* _What you should do_
List every line in the rows below that contains the word "panel", copying each line in full. Matching is case-sensitive.

* _Material to process_

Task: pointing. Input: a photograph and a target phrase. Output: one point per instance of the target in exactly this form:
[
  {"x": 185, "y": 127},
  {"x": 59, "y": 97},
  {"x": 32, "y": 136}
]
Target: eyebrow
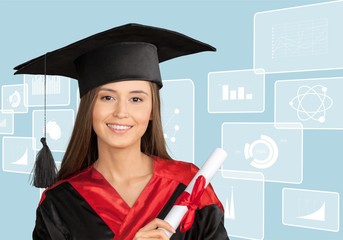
[{"x": 115, "y": 91}]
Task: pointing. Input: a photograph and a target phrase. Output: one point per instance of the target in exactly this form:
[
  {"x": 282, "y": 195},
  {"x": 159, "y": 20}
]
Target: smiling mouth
[{"x": 119, "y": 127}]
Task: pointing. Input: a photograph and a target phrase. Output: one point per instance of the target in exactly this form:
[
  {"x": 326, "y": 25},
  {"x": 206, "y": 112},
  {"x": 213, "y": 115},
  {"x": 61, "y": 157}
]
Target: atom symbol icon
[{"x": 311, "y": 103}]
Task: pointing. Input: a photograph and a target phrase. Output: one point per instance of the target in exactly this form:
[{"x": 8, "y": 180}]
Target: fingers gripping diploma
[{"x": 154, "y": 230}]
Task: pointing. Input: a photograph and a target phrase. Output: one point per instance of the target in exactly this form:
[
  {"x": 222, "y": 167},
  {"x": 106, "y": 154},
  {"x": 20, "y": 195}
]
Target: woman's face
[{"x": 121, "y": 114}]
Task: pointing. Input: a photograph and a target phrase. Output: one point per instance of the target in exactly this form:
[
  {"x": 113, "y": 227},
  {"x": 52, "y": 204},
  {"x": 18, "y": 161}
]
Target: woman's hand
[{"x": 153, "y": 230}]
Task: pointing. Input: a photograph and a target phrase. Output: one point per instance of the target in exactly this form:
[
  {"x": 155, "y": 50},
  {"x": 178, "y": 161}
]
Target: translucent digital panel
[
  {"x": 276, "y": 150},
  {"x": 13, "y": 98},
  {"x": 310, "y": 209},
  {"x": 242, "y": 194},
  {"x": 18, "y": 154},
  {"x": 59, "y": 125},
  {"x": 236, "y": 91},
  {"x": 299, "y": 39},
  {"x": 6, "y": 122},
  {"x": 178, "y": 118},
  {"x": 316, "y": 103},
  {"x": 57, "y": 90}
]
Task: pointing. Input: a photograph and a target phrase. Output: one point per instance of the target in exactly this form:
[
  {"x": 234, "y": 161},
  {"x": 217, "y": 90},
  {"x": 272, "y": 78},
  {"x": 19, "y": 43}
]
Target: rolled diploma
[{"x": 208, "y": 170}]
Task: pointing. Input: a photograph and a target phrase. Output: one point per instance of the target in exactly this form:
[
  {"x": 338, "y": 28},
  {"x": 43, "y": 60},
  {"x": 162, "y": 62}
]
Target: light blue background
[{"x": 31, "y": 28}]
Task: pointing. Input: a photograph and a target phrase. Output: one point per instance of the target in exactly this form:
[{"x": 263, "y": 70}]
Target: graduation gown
[{"x": 86, "y": 206}]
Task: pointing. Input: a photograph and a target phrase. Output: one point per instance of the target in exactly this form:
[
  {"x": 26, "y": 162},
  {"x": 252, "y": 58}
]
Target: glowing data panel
[
  {"x": 276, "y": 150},
  {"x": 243, "y": 216},
  {"x": 299, "y": 39},
  {"x": 236, "y": 91},
  {"x": 59, "y": 125},
  {"x": 57, "y": 90},
  {"x": 178, "y": 118},
  {"x": 311, "y": 209},
  {"x": 316, "y": 103}
]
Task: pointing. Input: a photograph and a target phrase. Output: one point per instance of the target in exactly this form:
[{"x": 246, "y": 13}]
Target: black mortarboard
[{"x": 128, "y": 52}]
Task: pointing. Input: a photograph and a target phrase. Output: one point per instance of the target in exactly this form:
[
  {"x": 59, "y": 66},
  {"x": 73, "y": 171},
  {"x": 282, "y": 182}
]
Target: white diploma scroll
[{"x": 208, "y": 170}]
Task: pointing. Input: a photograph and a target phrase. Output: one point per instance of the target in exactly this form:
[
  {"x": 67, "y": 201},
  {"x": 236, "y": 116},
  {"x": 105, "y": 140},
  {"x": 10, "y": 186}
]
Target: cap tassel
[
  {"x": 44, "y": 170},
  {"x": 44, "y": 173}
]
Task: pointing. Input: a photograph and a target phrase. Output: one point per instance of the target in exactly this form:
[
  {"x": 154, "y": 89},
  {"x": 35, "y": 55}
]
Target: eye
[
  {"x": 136, "y": 99},
  {"x": 107, "y": 98}
]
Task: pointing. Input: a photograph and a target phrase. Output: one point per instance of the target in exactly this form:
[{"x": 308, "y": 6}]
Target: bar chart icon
[{"x": 235, "y": 94}]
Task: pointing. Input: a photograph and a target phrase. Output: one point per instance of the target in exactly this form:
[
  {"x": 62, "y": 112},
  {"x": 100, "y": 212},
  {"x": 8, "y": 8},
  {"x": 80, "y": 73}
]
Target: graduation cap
[{"x": 128, "y": 52}]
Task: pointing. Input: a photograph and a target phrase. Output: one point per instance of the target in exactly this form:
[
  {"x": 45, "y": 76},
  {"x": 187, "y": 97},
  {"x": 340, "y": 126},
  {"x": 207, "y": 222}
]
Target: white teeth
[{"x": 119, "y": 127}]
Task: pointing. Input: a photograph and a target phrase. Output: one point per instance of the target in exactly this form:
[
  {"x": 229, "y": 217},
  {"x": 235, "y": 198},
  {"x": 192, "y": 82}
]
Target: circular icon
[{"x": 263, "y": 152}]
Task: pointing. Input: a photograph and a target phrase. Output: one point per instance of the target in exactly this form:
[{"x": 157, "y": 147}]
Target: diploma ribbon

* _Task answer_
Target: translucent digital panel
Target: glowing data panel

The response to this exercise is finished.